• [Information shown]:

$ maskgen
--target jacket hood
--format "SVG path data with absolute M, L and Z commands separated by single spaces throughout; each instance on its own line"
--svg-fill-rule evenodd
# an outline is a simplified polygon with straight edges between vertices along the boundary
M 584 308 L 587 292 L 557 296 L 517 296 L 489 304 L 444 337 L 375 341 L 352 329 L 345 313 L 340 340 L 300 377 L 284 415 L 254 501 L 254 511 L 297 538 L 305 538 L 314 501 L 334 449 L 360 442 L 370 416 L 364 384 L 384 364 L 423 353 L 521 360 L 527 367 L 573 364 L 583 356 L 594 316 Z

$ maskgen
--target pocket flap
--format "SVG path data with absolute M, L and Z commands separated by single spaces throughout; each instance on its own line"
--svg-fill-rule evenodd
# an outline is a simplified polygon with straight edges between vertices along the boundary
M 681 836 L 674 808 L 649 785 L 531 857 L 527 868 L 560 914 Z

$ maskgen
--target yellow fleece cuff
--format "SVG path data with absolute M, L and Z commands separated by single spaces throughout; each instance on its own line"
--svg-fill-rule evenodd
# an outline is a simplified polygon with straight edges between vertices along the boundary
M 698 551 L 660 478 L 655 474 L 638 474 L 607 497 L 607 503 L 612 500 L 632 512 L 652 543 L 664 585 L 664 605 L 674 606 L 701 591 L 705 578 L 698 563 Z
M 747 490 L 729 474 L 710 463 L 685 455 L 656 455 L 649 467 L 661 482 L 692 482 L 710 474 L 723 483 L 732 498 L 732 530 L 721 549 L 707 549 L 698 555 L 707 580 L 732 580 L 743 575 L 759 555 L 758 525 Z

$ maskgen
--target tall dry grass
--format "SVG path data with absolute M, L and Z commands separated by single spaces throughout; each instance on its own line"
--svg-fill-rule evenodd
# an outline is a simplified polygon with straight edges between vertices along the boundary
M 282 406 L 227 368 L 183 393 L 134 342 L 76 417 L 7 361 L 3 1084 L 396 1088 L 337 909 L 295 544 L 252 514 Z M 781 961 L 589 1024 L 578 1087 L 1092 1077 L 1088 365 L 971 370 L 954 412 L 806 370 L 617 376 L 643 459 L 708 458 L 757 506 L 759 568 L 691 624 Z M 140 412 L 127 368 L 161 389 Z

• [Objective]: Rewrite everything from the start of the rows down through the line containing "M 747 490 L", renaming "maskgen" to "polymask" wherever it occurs and leaving the rest untouched.

• [Output for this task]:
$ polymask
--target jacket hood
--format "SVG path data with absolute M, L and Z commands separated by single spaces throughout; each instance on its own line"
--svg-fill-rule evenodd
# an outline is a simplified polygon with straight edges between vertices along the boundary
M 584 308 L 587 292 L 557 296 L 517 296 L 489 304 L 444 337 L 375 341 L 352 329 L 345 313 L 340 340 L 300 377 L 284 415 L 254 501 L 254 511 L 297 538 L 305 538 L 314 501 L 334 449 L 360 442 L 370 416 L 364 384 L 384 364 L 423 353 L 521 360 L 527 367 L 573 364 L 583 356 L 594 316 Z

$ polymask
--target pocket flap
--format "SVG path data with absolute M, L and Z commands separated by single spaces throughout; each instance on its own line"
--svg-fill-rule evenodd
# an outline is a simplified polygon with straight edges between vertices along the boundary
M 681 836 L 674 808 L 649 785 L 531 857 L 527 868 L 560 914 Z

$ polymask
--target yellow fleece cuff
--format "SVG path data with absolute M, L and Z commands separated by single spaces throughout; each instance on its own line"
--svg-fill-rule evenodd
# an outline is a simplified polygon with straight edges between vertices along the boundary
M 698 551 L 660 478 L 655 474 L 638 474 L 607 497 L 607 503 L 612 500 L 632 512 L 652 543 L 664 585 L 664 605 L 674 606 L 701 591 L 705 578 L 698 563 Z
M 747 490 L 729 474 L 710 463 L 685 455 L 656 455 L 649 467 L 661 482 L 692 482 L 710 474 L 723 483 L 732 498 L 732 530 L 721 549 L 707 549 L 698 555 L 707 580 L 732 580 L 743 575 L 759 555 L 758 525 Z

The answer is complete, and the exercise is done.